— YOUR OBJECTIVE —
Put every line of the data below into a numbered list, skipping blank lines. Leave the pictures out of the list.

• • •

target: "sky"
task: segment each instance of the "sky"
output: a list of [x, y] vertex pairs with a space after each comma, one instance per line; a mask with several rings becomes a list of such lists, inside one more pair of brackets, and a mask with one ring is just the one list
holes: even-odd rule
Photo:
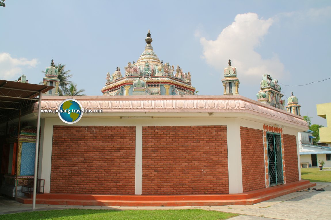
[[87, 95], [107, 72], [136, 61], [149, 29], [160, 60], [189, 71], [199, 95], [222, 95], [224, 68], [237, 67], [239, 94], [256, 100], [262, 75], [293, 91], [302, 115], [327, 126], [331, 102], [331, 1], [7, 0], [0, 7], [0, 79], [38, 84], [66, 65]]

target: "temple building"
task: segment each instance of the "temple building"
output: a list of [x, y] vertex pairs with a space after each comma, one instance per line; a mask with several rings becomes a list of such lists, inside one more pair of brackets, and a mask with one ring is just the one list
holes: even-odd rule
[[191, 85], [190, 72], [185, 73], [178, 65], [163, 64], [153, 50], [150, 30], [145, 41], [145, 50], [135, 63], [127, 63], [124, 76], [119, 67], [111, 76], [107, 73], [104, 95], [193, 95], [195, 88]]
[[[104, 95], [69, 97], [77, 105], [66, 109], [89, 111], [76, 122], [54, 114], [65, 110], [68, 98], [57, 95], [57, 87], [54, 95], [42, 96], [36, 168], [45, 193], [37, 195], [37, 204], [252, 204], [314, 185], [301, 179], [300, 170], [298, 132], [307, 130], [307, 123], [285, 110], [276, 79], [263, 75], [258, 101], [246, 98], [239, 94], [236, 68], [229, 60], [219, 95], [190, 95], [195, 89], [190, 73], [160, 61], [149, 31], [145, 41], [124, 74], [119, 67], [107, 74]], [[44, 83], [56, 86], [56, 71], [49, 68]], [[6, 132], [6, 144], [37, 126], [38, 111], [36, 104], [26, 110], [26, 130]], [[0, 129], [8, 127], [0, 123]], [[6, 145], [2, 193], [20, 186], [15, 175], [23, 179], [23, 173], [30, 174], [32, 167], [23, 169], [22, 159], [20, 171], [13, 165], [13, 152], [26, 158], [23, 149], [33, 140], [21, 151], [19, 145]], [[20, 183], [23, 188], [25, 182]], [[26, 196], [19, 201], [32, 203]]]

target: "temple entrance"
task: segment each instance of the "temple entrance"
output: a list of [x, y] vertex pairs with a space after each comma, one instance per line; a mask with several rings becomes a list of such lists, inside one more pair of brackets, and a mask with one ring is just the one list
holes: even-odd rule
[[311, 154], [311, 166], [317, 166], [317, 155]]
[[269, 186], [283, 184], [283, 161], [280, 135], [267, 133]]

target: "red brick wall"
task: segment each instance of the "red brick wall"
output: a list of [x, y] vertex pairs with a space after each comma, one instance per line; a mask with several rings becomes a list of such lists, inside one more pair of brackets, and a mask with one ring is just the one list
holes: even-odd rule
[[134, 194], [135, 127], [53, 130], [51, 193]]
[[262, 132], [240, 127], [243, 192], [265, 187]]
[[229, 193], [226, 126], [144, 126], [142, 194]]
[[294, 135], [283, 135], [286, 182], [288, 183], [299, 180], [297, 138]]

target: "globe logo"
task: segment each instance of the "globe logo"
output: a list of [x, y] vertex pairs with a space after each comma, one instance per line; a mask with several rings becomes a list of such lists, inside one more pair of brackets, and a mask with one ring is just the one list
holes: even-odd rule
[[79, 102], [73, 99], [67, 99], [62, 101], [59, 106], [59, 117], [62, 121], [67, 124], [77, 122], [83, 116], [83, 107]]

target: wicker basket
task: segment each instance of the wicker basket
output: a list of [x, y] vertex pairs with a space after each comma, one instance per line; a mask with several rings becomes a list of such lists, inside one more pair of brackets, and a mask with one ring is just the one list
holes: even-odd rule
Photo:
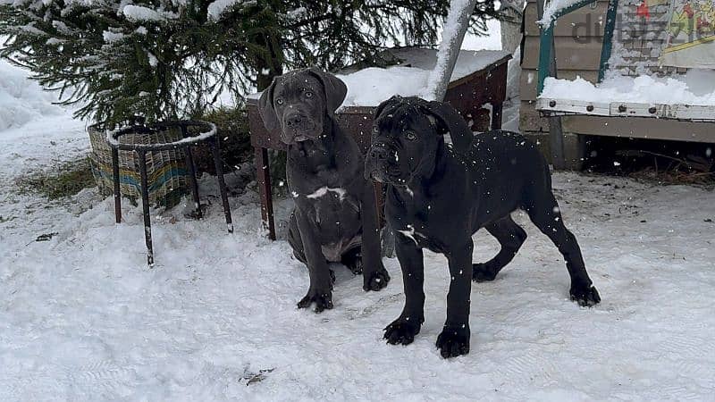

• • •

— SOLVED EXERCISE —
1. target: "sky"
2. task: segment each instance of the "sky"
3. output: a list of [x, y] vertex pairs with a space after each comma, one instance per line; a mask with several rings becomes a list of such lists, inside one more pair of brackets, and a mask with one ring is just the one list
4. holes: even-odd rule
5. Photo:
6. [[87, 95], [107, 72], [136, 61], [149, 29], [160, 60], [189, 71], [199, 95], [222, 95], [224, 68], [237, 67], [239, 94], [256, 100], [262, 75], [293, 91], [302, 115], [327, 126], [331, 102], [331, 1], [7, 0], [0, 7], [0, 79], [38, 84], [66, 65]]
7. target: "temple building"
8. task: segment each instance of the "temple building"
9. output: a list of [x, y] vertex pairs with a space after each comma, one instance per line; a mask with several rings becomes a list of such lists, inside one more pair of brackets, and a mask with one ring is just the one list
10. holes: even-odd rule
11. [[191, 85], [190, 72], [185, 73], [178, 65], [163, 64], [153, 50], [150, 30], [145, 41], [145, 50], [135, 63], [127, 63], [124, 76], [119, 67], [111, 76], [107, 73], [104, 95], [193, 95], [195, 88]]
12. [[[104, 95], [69, 97], [77, 105], [66, 109], [89, 111], [76, 122], [54, 114], [65, 110], [68, 98], [57, 95], [57, 87], [54, 95], [42, 96], [36, 168], [45, 193], [37, 195], [37, 204], [252, 204], [314, 185], [301, 179], [300, 170], [298, 132], [307, 130], [307, 123], [285, 110], [276, 79], [263, 75], [258, 101], [246, 98], [239, 94], [236, 68], [229, 60], [219, 95], [190, 95], [195, 89], [190, 73], [160, 61], [149, 31], [145, 41], [124, 74], [119, 67], [107, 74]], [[44, 83], [56, 86], [56, 71], [49, 68]], [[6, 132], [6, 144], [37, 126], [38, 111], [36, 104], [26, 110], [26, 130]], [[0, 129], [8, 127], [0, 123]], [[6, 145], [2, 193], [20, 186], [15, 175], [23, 179], [23, 173], [30, 174], [32, 167], [23, 169], [22, 159], [20, 171], [13, 165], [13, 152], [26, 158], [23, 149], [33, 140], [21, 151], [19, 145]], [[20, 183], [23, 188], [25, 182]], [[26, 196], [19, 201], [32, 203]]]
13. target: "temple entrance"
14. task: segment each instance of the "temple entrance"
15. output: a list of [x, y] vertex pairs with a space after each comma, one instance per line; a mask with several rings becomes a list of such lists, inside one more pair of brackets, and a mask with one ring is just the one list
16. holes: even-odd rule
17. [[311, 154], [311, 166], [317, 166], [317, 155]]
18. [[269, 186], [283, 184], [283, 161], [280, 135], [267, 133]]
19. target: "red brick wall"
20. task: segment each instance of the "red brick wall"
21. output: a list of [x, y] vertex pairs with a space after each comma, one instance per line; a mask with several rings becomes a list of such lists, inside one more pair of brackets, and a mask with one ring is just the one list
22. holes: even-odd rule
23. [[134, 194], [135, 127], [53, 130], [51, 193]]
24. [[262, 132], [240, 127], [243, 192], [265, 187]]
25. [[229, 193], [226, 126], [144, 126], [142, 194]]
26. [[294, 135], [283, 135], [286, 182], [288, 183], [299, 180], [297, 138]]
27. target: "globe logo"
28. task: segment each instance of the "globe logo"
29. output: a list of [x, y] vertex pairs with a space after each comma, one instance per line; a mask with several rings becomes a list of such lists, inside one more pair of brackets, and a mask with one ring is just the one list
30. holes: even-odd rule
31. [[79, 102], [73, 99], [67, 99], [62, 101], [59, 106], [59, 117], [62, 121], [67, 124], [77, 122], [83, 116], [83, 107]]
32. target: wicker basket
33. task: segment each instance of the wicker basket
34. output: a list of [x, y] vertex pairs with a space after each comma, one instance per line; a mask with several rings becomes a list of such lists, inside one more pair of brackets, and a mask with one ring is just the one list
35. holes: even-odd rule
36. Photo:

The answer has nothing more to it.